*EXERCISE PASSAGE*
*** Begin section ***

For example, in Q4, there were eight-digit portfolio expansion deals with a large IT services company as well as a large BPO. Other seven-digit deals of customers, who adopted a broad part of our portfolio, included two large utility companies and a worldwide provider of industrial automation among others.
As the market is rapidly evolving and decisions on cloud, digital and AI are converging, organizations are becoming more selective on the vendor of choice. This creates an insurmountable barrier for new players and legacy providers further widening our competitive differentiation.
Q4 was characterized by a dramatic increase in competitive replacements, including seven-digit deals with well-known health insurance company, a very large and prominent consumer brand company, a well-known payment processor, a very large European bank and a Midwest community bank. In a largely untapped market, international is a tremendous growth opportunity.
Our scale, global presence and our agile platforms are the reasons behind our solid execution internationally. In Q4, we reported accelerated double-digit international growth led by some very large seven-digit deals, including a large U.K.
government agency, a global French financial institution, a large APAC-based utility company and a prominent U.K. based insurance company.
In 2021, we catapulted NICE to the center of the digital arena, and we are experiencing an unprecedented demand for our next-gen AI and digital solutions. Seven-digit deals in the quarter included a Tier 1 telecommunication company, a leading U.K.
based media company, one of the largest property and casualty insurance companies, a well-known tax adviser firm and a renowned coffee company. Over the past two years and continued into the fourth quarter, we have greatly expanded our strategic partnerships, which has helped drive the growth of our solutions worldwide.
In Q4, we signed a strategic partnership with Google for CXone optimization as well as integrating CXone with Google Cloud Contact Center artificial intelligence. We also announced a partnership with Etisalat to bring CXone to the UAE and the Middle East.
In another partnership, just recently signed, Deutsche Telecom Global business is now offering CXone in Europe. Our outstanding results in Q4 [indiscernible] our performance throughout 2021, where we accelerated revenue growth to a new record, continue to invest for our future success and at the same time improved our gross margin and delivered double-digit growth in profitability.
2021 was the greatest year in NICE's history and it sets us up to accelerate our growth strategy and aggressively execute on bold new vision for NICE for 2022 and beyond. The massive digital evolution of the last two years turned every consumer to be digital by default.
At the same time, organizations, even those that have already moved to the cloud, are still struggling to provide smooth and cohesive digital native services. Therefore, the faster the digitalization progresses, the more consumer frustrations grow with brands, creating mountain friction and further deterioration in experiences.

*** End section ***

*TASK SET*
1. Transcribe everything in the NICE earnings remarks from "Our scale, global" down to "a large U.K.".
2. Answer these questions about the NICE earnings remarks.
(a) In Q4, NICE signed a strategic partnership with which company for CXone optimization?
(b) Which business is now offering CXone in Europe?
(c) What does the text call 2021 in NICE's history?
3. Write the next part of the NICE earnings remarks, picking up after their final sentence.

*SUPPLIED RECORDS*
*** Begin section ***

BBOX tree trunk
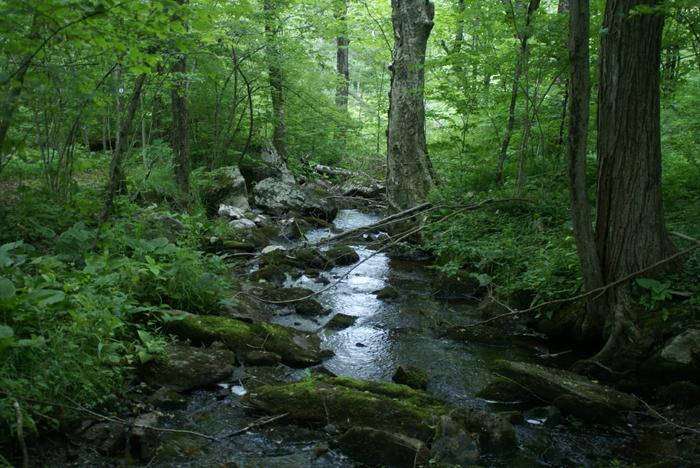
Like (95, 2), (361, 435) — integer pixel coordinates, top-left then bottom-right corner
(386, 0), (435, 211)
(263, 0), (287, 163)
(596, 0), (673, 362)
(170, 56), (192, 202)
(335, 0), (350, 112)
(100, 73), (146, 222)
(568, 0), (604, 335)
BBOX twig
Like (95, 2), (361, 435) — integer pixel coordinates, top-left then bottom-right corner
(464, 232), (700, 327)
(12, 399), (29, 468)
(221, 413), (289, 439)
(633, 395), (700, 434)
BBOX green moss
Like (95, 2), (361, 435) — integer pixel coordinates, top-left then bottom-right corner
(245, 376), (449, 439)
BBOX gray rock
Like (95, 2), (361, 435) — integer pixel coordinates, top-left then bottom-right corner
(228, 218), (257, 230)
(244, 351), (282, 366)
(253, 177), (338, 221)
(338, 427), (430, 468)
(141, 344), (235, 392)
(430, 416), (479, 467)
(326, 314), (357, 330)
(450, 407), (517, 452)
(391, 366), (428, 390)
(199, 166), (250, 212)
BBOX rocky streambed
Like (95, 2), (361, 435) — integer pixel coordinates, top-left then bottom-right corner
(37, 210), (700, 467)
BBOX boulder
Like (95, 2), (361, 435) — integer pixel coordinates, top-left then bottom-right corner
(325, 245), (360, 266)
(243, 376), (449, 440)
(391, 366), (428, 390)
(495, 360), (638, 422)
(646, 328), (700, 380)
(198, 166), (250, 213)
(326, 313), (357, 330)
(253, 177), (338, 221)
(337, 427), (430, 468)
(433, 270), (486, 301)
(141, 343), (236, 392)
(243, 351), (282, 366)
(294, 299), (328, 317)
(450, 407), (517, 453)
(163, 313), (321, 367)
(372, 286), (399, 301)
(443, 325), (511, 345)
(430, 416), (479, 467)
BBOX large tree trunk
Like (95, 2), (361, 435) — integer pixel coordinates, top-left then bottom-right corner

*** End section ***

*RESPONSES TO THE TASKS*
1.
Our scale, global presence and our agile platforms are the reasons behind our solid execution internationally. In Q4, we reported accelerated double-digit international growth led by some very large seven-digit deals, including a large U.K.

2.
(a) Google
(b) Deutsche Telecom Global business
(c) The greatest year in NICE's history

3.
The past decade has multiple examples of companies that successfully introduced visionary approaches to eliminate the friction in their respective markets. They were successful in the execution because they managed to bring together best-in-class platform, technology, deep domain expertise and extreme focus.
We operate today in markets that are full of friction and are on the verge of their own frictionless revolution. This is generating more than just a significant increase in our TAM, but rather a revolutionary way of thinking about the opportunity ahead of us.
Our vision is to create a frictionless consumer reality across the three friction filled markets we operate in. The CX market is facing a rush to digital and self-service by consumers of all generations.
At the same time, with 15 million agents globally, labor still represents 87% of spend by organizations. This disconnect creates an ever-growing friction as these organizations fail to keep up with the pace and expectations of their digital end customers.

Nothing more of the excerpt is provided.